--- Information provided ---
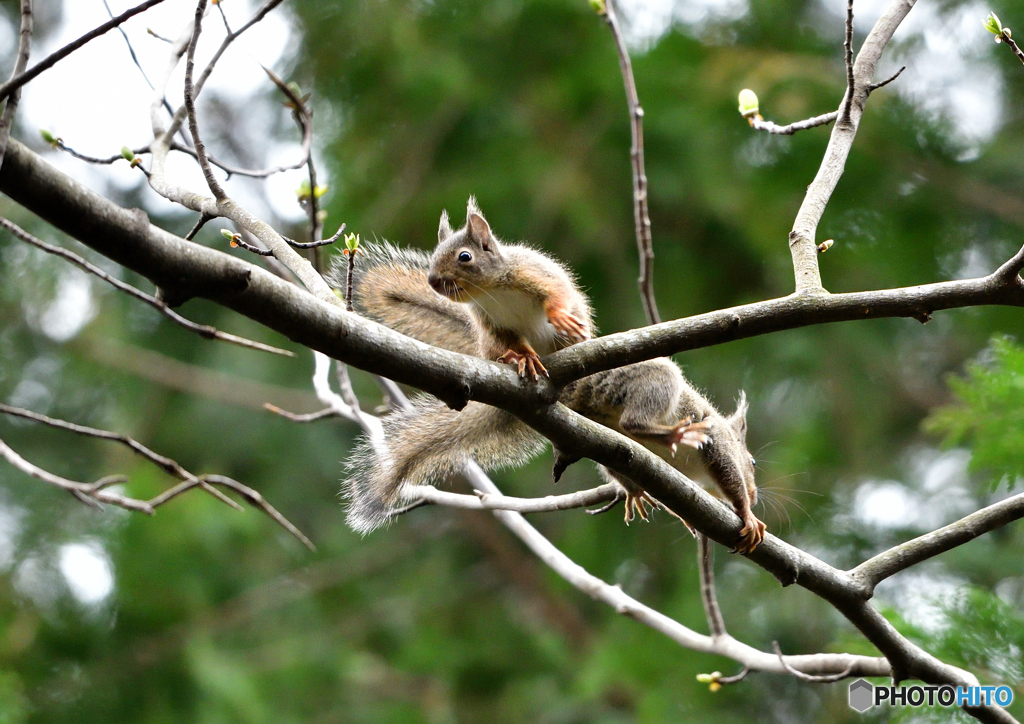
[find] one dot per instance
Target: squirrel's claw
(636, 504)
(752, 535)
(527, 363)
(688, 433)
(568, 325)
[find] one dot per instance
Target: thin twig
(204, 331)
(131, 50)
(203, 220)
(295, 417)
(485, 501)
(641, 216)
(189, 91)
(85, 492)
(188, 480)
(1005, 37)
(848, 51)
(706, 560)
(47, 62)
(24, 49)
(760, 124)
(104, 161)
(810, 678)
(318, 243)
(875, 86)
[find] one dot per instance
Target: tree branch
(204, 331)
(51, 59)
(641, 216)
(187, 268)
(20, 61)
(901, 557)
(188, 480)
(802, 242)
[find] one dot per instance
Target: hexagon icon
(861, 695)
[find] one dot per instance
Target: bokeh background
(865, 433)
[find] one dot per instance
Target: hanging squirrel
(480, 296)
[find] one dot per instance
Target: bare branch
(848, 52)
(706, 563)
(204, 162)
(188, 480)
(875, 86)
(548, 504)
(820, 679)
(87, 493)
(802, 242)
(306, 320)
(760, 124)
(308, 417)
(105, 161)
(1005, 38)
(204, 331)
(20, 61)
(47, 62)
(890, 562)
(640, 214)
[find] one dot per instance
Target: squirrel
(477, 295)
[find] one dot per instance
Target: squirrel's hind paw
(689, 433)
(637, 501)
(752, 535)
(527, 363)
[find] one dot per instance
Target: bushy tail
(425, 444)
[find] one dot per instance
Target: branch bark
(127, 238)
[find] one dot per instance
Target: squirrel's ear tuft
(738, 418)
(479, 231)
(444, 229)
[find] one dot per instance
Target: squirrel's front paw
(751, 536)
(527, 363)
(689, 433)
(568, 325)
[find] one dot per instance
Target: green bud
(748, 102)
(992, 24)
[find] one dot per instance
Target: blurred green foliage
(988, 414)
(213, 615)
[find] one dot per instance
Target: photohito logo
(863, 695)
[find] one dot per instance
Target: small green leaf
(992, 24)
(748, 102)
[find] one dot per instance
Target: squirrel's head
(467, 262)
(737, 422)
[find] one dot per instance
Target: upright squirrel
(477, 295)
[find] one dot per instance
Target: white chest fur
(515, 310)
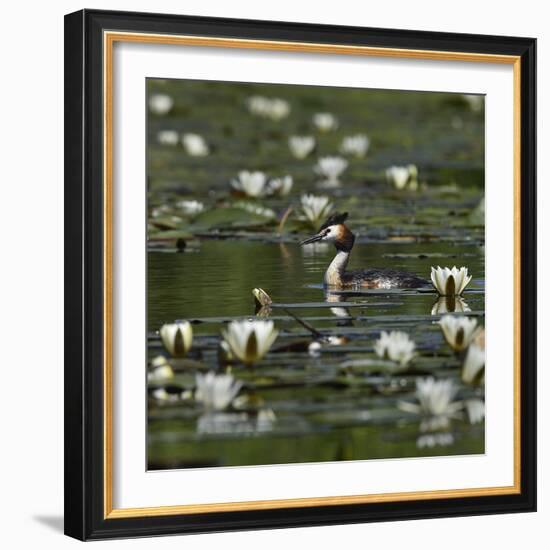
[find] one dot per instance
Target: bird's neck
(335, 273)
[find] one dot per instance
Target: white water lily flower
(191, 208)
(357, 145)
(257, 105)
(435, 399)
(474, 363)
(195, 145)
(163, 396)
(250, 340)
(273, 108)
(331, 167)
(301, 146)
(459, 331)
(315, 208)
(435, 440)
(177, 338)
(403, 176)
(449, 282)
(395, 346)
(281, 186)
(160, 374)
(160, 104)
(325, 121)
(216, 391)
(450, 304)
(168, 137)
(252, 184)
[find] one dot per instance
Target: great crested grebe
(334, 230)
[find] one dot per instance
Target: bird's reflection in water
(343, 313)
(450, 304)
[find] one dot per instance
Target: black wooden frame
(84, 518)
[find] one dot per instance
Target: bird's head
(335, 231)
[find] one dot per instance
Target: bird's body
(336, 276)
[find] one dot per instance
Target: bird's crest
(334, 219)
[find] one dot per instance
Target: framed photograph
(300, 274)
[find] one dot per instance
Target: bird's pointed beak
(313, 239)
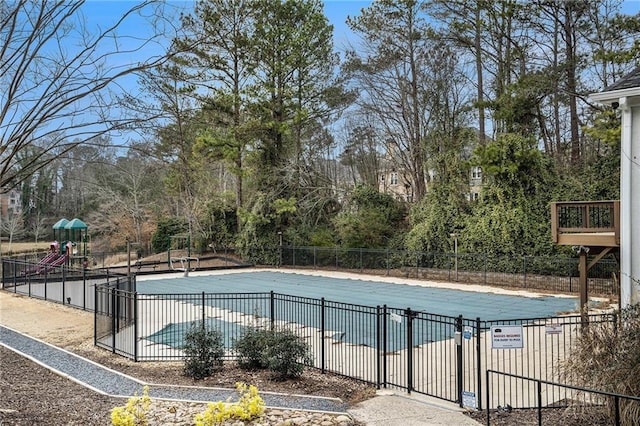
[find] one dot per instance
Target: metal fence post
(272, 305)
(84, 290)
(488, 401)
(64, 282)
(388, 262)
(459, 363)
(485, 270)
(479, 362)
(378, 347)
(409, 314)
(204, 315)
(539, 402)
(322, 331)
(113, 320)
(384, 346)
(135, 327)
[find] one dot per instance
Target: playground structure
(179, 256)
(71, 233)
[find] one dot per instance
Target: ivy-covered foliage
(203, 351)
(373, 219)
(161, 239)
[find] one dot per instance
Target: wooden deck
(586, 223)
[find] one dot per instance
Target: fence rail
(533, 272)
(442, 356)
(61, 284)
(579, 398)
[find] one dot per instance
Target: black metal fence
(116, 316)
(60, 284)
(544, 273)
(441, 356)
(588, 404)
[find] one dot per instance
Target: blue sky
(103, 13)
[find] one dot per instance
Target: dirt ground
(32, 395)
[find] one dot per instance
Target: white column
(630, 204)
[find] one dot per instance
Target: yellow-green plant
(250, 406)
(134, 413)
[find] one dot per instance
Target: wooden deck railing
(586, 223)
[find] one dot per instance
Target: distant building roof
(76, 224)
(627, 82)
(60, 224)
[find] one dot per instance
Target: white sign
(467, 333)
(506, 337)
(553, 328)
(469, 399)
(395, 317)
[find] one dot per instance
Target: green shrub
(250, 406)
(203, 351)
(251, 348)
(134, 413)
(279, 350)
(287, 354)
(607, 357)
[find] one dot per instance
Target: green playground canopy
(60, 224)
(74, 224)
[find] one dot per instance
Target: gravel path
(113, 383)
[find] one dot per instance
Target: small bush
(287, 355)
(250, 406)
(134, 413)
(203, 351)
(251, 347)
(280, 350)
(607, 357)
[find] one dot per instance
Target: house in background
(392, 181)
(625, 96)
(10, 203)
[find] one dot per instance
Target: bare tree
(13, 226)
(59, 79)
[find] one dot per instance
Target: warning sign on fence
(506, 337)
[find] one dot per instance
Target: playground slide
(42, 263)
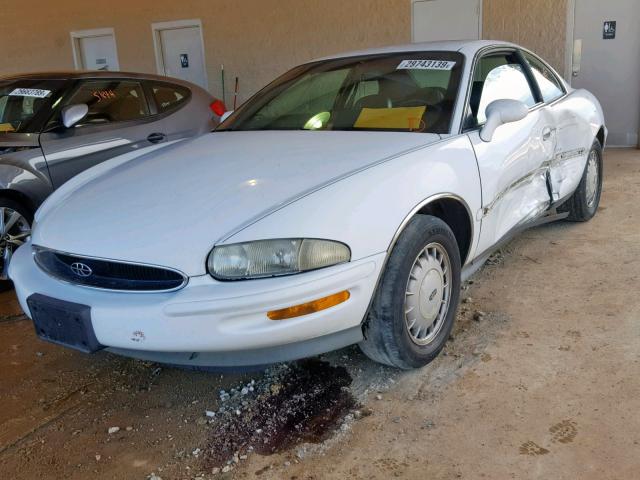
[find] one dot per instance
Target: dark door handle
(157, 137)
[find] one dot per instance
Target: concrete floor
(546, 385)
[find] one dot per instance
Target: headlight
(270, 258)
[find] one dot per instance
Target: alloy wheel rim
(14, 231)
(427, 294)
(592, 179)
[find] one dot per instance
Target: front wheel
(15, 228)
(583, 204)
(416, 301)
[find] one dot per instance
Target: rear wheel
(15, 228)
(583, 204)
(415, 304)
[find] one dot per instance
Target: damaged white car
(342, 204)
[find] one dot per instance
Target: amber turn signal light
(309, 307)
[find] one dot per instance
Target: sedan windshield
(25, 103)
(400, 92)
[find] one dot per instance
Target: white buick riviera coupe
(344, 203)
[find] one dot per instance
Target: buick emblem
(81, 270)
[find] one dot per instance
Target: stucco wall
---
Exercise brief. For every record above, repeat the text exactly and omit any picture.

Exercise solution.
[find] one dot per instance
Target: squirrel's claw
(636, 504)
(752, 535)
(527, 363)
(688, 433)
(568, 325)
[find] one dot per instance
Target: thin twig
(204, 331)
(131, 50)
(203, 220)
(295, 417)
(485, 501)
(641, 216)
(189, 91)
(85, 492)
(188, 480)
(1005, 37)
(848, 51)
(706, 560)
(47, 62)
(24, 49)
(760, 124)
(104, 161)
(810, 678)
(318, 243)
(875, 86)
[find] one dot per instance
Target: tree branch
(204, 331)
(51, 59)
(641, 216)
(187, 268)
(20, 61)
(901, 557)
(188, 480)
(802, 242)
[find] one dot per instance
Target: hexagon icon
(861, 695)
[find] one dot per instance
Target: bokeh background
(865, 433)
[find] one dot per instance
Target: hanging squirrel
(480, 296)
[find] one dot per instance
Target: bare branch
(848, 52)
(706, 563)
(204, 162)
(188, 480)
(875, 86)
(548, 504)
(820, 679)
(87, 493)
(802, 242)
(306, 320)
(760, 124)
(308, 417)
(105, 161)
(1005, 38)
(204, 331)
(20, 61)
(47, 62)
(890, 562)
(640, 214)
[find] one dot per instance
Target: squirrel
(477, 295)
[find] one dot per instance
Target: squirrel's hind paw
(689, 433)
(637, 501)
(752, 535)
(527, 363)
[find] one dot per instance
Target: bushy tail
(425, 444)
[find] one dot per instance
Target: branch bark
(127, 238)
[find] one dot per instance
Target: squirrel's ear tuft
(738, 418)
(479, 231)
(444, 229)
[find] one dot per instance
Target: squirrel's front paw
(751, 536)
(527, 363)
(689, 433)
(568, 325)
[find] one dot per instance
Target: green bud
(748, 102)
(992, 24)
[find] one dot per instance
Target: blurred green foliage
(988, 414)
(213, 615)
[find] one dot per instance
Target: photohito logo
(863, 695)
[find] one dot per instance
Target: small green leaf
(992, 24)
(748, 102)
[find] one dot per instance
Target: squirrel's head
(467, 262)
(737, 422)
[find] one dot per instance
Target: upright squirrel
(477, 295)
[find] one dot per instance
Target: white chest fur
(515, 310)
[find] one dot per instance
Target: bird's neck
(335, 273)
[find] one dot per instance
Target: white water lily flower
(191, 208)
(357, 145)
(257, 105)
(435, 399)
(474, 363)
(195, 145)
(163, 396)
(250, 340)
(273, 108)
(331, 167)
(301, 146)
(459, 331)
(315, 208)
(435, 440)
(177, 338)
(403, 176)
(449, 282)
(395, 346)
(281, 186)
(160, 374)
(160, 104)
(325, 121)
(216, 391)
(450, 304)
(168, 137)
(252, 184)
[find] one dot per instance
Target: great crested grebe
(334, 230)
[find] one dot per instance
Target: bird's reflection in water
(343, 313)
(450, 304)
[find] one dot per instance
Target: black wooden frame
(84, 518)
[find] one dot per instance
Target: bird's head
(335, 231)
[find] one dot per instance
Target: bird's body
(336, 276)
[find] one dot per instance
Target: bird's crest
(334, 219)
[find] one dot per instance
Target: framed photograph
(300, 274)
[find] one dot per instance
Target: bird's pointed beak
(313, 239)
[find] one dot per instance
Target: metal fence post
(272, 305)
(84, 290)
(488, 401)
(64, 282)
(388, 262)
(459, 363)
(485, 270)
(479, 362)
(378, 347)
(409, 314)
(204, 315)
(539, 402)
(322, 331)
(113, 320)
(384, 346)
(135, 327)
[find] one dot per instance
Target: playground structure
(179, 256)
(71, 233)
[find] one dot per instance
Target: ivy-covered foliage
(203, 351)
(373, 219)
(161, 239)
[find] one dot per instance
Target: wooden deck
(586, 223)
[find] one dot per instance
Target: fence rail
(533, 272)
(442, 356)
(61, 284)
(579, 398)
[find] one dot per instance
Target: black metal fence
(116, 316)
(60, 284)
(544, 273)
(441, 356)
(588, 404)
[find] one dot per instance
Target: blue sky
(103, 13)
[find] one dot per instance
Target: dirt ground
(32, 395)
[find] one dot per instance
Target: white column
(630, 204)
[find] one dot per instance
Target: yellow-green plant
(250, 406)
(134, 413)
[find] one dot per instance
Target: wooden deck railing
(586, 223)
[find] one dot per instance
Target: distant building roof
(76, 224)
(627, 82)
(60, 224)
[find] one dot per instance
Target: white sign
(467, 333)
(506, 337)
(553, 328)
(469, 399)
(395, 317)
[find] one dot per instance
Target: green shrub
(250, 406)
(203, 351)
(251, 348)
(134, 413)
(279, 350)
(287, 354)
(607, 357)
[find] one dot per instance
Target: green playground canopy
(60, 224)
(74, 224)
[find] one dot per instance
Target: gravel path
(113, 383)
[find] one dot per instance
Target: small bush
(287, 355)
(250, 406)
(134, 413)
(203, 351)
(251, 347)
(280, 350)
(607, 357)
[find] one dot per instance
Target: house in background
(392, 181)
(625, 96)
(10, 203)
[find] one dot per instance
Target: bare tree
(13, 226)
(59, 79)
[find] one dot per instance
Target: warning sign on fence
(506, 337)
[find] one dot per instance
Target: playground slide
(42, 263)
[find] one dot per instance
Target: dark door handle
(157, 137)
[find] one dot per instance
Target: concrete floor
(546, 385)
[find] one dot per instance
Target: headlight
(270, 258)
[find] one dot per instance
Target: alloy wheel rim
(14, 231)
(427, 294)
(592, 179)
[find] one dot per instance
Target: front wheel
(15, 228)
(583, 204)
(416, 301)
[find] one dot per instance
Target: rear wheel
(15, 228)
(583, 204)
(415, 304)
[find] one dot per instance
Target: damaged white car
(342, 204)
[find] one dot per instance
Target: amber turn signal light
(309, 307)
[find] one dot per instance
Target: sedan windshield
(25, 103)
(400, 92)
[find] one dot per instance
Target: white buick riviera coupe
(344, 203)
[find] one dot per instance
Target: buick emblem
(81, 270)
[find] one dot per instance
Target: stucco wall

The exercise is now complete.